*** RECORDS FOR PROCESSING
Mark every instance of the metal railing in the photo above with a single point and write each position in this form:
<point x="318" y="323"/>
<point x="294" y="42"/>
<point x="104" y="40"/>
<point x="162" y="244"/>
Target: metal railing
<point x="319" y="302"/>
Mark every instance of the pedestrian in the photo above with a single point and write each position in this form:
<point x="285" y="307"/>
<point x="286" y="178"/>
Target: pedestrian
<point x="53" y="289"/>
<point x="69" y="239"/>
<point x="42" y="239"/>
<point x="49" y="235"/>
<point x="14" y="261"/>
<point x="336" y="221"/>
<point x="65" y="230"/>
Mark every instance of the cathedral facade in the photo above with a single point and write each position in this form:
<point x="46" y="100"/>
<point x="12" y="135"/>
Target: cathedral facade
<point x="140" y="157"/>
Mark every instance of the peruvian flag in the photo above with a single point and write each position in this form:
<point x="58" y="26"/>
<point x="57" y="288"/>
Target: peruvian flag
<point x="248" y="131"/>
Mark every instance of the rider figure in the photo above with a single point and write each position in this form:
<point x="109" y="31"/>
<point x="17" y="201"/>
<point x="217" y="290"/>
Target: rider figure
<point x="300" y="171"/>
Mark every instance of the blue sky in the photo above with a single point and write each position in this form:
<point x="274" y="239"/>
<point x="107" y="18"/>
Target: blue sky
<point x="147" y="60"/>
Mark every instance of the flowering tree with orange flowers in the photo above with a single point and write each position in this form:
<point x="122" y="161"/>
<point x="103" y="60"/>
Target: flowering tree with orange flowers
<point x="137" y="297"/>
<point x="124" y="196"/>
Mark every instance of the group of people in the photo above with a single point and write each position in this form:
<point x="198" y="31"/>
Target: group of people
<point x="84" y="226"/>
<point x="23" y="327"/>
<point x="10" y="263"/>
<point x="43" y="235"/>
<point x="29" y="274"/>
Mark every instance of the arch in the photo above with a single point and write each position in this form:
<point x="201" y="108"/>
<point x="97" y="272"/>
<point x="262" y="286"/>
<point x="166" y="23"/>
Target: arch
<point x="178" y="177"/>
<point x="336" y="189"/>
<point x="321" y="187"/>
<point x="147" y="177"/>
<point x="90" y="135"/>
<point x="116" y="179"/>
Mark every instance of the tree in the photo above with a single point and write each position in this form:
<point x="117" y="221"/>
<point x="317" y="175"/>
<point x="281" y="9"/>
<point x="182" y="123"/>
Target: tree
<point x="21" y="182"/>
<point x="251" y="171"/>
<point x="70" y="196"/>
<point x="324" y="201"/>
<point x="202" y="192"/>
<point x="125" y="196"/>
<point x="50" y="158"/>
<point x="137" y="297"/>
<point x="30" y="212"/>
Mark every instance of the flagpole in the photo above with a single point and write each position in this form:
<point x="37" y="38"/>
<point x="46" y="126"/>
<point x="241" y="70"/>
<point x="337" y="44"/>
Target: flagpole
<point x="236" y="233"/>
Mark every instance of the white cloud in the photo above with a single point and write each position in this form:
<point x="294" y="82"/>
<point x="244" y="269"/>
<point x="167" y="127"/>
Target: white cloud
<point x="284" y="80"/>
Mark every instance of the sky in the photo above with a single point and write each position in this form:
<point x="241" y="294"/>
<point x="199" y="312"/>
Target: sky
******
Repeat, word for word, every line from the line that contains "Mark every instance of the flagpole" to the end of the entries; include both of those lines and no others.

◆ TASK RESULT
Mark every instance of the flagpole in the photo above with a single point and write each position in this form:
<point x="37" y="38"/>
<point x="46" y="126"/>
<point x="241" y="70"/>
<point x="337" y="44"/>
Target: flagpole
<point x="236" y="233"/>
Mark every instance of the white cloud in the photo above with a single point and write each position in this form:
<point x="294" y="82"/>
<point x="244" y="269"/>
<point x="167" y="127"/>
Target: white cloud
<point x="284" y="80"/>
Mark every instance of the sky in the photo above with a single point and write each position in this form:
<point x="241" y="294"/>
<point x="199" y="312"/>
Target: sky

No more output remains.